**TEXT:**
Procurement in the housing sector is never dull! This regulated sector of 'registered providers of affordable housing' (aka housing associations) has been through momentous time over the past few of years.

Recently we’ve seen reduced government funding for house-building, the imposed reduction of rents, and a new form of right to buy, allowing housing association tenants to buy their homes at a significant discount. Throw in the 2012 Social Value Act and the Value for Money agenda from our regulator, the Homes & Communities Agency, and this is a hard sector for providers to navigate. Add the impact of the Brexit vote and the weakening pound and this adds up to a perfect storm for procurement in our sector. 

The housing sector has been relatively protected from the austerity other sectors have faced, with the government setting the ‘social rents’ we can charge at above-inflation rates for many years. This came to an abrupt end with a new government who stipulated that social rents would reduce 1% year-on-year for the next four years. 

For Curo, a housing association and house-builder with 13,000 homes, the impact of this rent reduction was immense and we had to adjust accordingly.

An immediate response was the temporary scaling-back of our house-building activity – a programme that’s seen us build up to 300 homes a year in recent times. Successive governments have relied heavily of the housing sector to tackle the growing housing shortage across the country, so the impact of the rent cut on our sector’s ability to plug this gap is significant.

With the introduction of the National Living Wage and the rent reduction, this means both resource and services costs will go up, as our income comes down, compounded by a weakening currency.

All this represents a major challenge; a challenge that we’re overcoming at Curo by being creative and innovative in our approach. We set up a commercial enterprise division that enables us to generate new income streams to reinvest back into our core social activity. This includes building, selling and renting homes on the open market.

As one of the larger providers of social housing within the South West, we have a responsibility to support the local communities and economies where we work. We take this responsibility seriously, and improving the lives of our customers is enshrined in our mission and priorities. We welcome the Social Value Act because it chimes with our mission and ensures we think about our impact on our communities. However, the EU Procurement Directives and Public Sector Contract Regulations somewhat contradict this, sometimes making for a difficult balancing act.

**REQUIRED ACTION:** Reproduce the whole text on procurement in the housing sector word for word. The data that comes next has no connection to the housing procurement text.

**DATA SHOWN:**
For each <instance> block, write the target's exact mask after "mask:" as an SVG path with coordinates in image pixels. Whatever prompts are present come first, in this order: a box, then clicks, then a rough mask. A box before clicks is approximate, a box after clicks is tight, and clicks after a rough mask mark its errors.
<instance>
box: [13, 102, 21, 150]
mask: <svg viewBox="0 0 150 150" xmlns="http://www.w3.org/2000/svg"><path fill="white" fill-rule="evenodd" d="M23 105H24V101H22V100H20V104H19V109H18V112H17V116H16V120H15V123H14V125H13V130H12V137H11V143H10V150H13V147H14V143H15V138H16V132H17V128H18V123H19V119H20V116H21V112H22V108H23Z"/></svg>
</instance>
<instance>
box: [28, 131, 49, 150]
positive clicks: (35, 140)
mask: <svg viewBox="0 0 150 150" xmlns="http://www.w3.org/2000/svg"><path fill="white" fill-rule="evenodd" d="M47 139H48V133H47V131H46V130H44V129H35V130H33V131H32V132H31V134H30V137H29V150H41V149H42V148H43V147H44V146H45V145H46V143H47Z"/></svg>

**RESULT BELOW:**
Procurement in the housing sector is never dull! This regulated sector of 'registered providers of affordable housing' (aka housing associations) has been through momentous time over the past few of years.

Recently we’ve seen reduced government funding for house-building, the imposed reduction of rents, and a new form of right to buy, allowing housing association tenants to buy their homes at a significant discount. Throw in the 2012 Social Value Act and the Value for Money agenda from our regulator, the Homes & Communities Agency, and this is a hard sector for providers to navigate. Add the impact of the Brexit vote and the weakening pound and this adds up to a perfect storm for procurement in our sector. 

The housing sector has been relatively protected from the austerity other sectors have faced, with the government setting the ‘social rents’ we can charge at above-inflation rates for many years. This came to an abrupt end with a new government who stipulated that social rents would reduce 1% year-on-year for the next four years. 

For Curo, a housing association and house-builder with 13,000 homes, the impact of this rent reduction was immense and we had to adjust accordingly.

An immediate response was the temporary scaling-back of our house-building activity – a programme that’s seen us build up to 300 homes a year in recent times. Successive governments have relied heavily of the housing sector to tackle the growing housing shortage across the country, so the impact of the rent cut on our sector’s ability to plug this gap is significant.

With the introduction of the National Living Wage and the rent reduction, this means both resource and services costs will go up, as our income comes down, compounded by a weakening currency.

All this represents a major challenge; a challenge that we’re overcoming at Curo by being creative and innovative in our approach. We set up a commercial enterprise division that enables us to generate new income streams to reinvest back into our core social activity. This includes building, selling and renting homes on the open market.

As one of the larger providers of social housing within the South West, we have a responsibility to support the local communities and economies where we work. We take this responsibility seriously, and improving the lives of our customers is enshrined in our mission and priorities. We welcome the Social Value Act because it chimes with our mission and ensures we think about our impact on our communities. However, the EU Procurement Directives and Public Sector Contract Regulations somewhat contradict this, sometimes making for a difficult balancing act.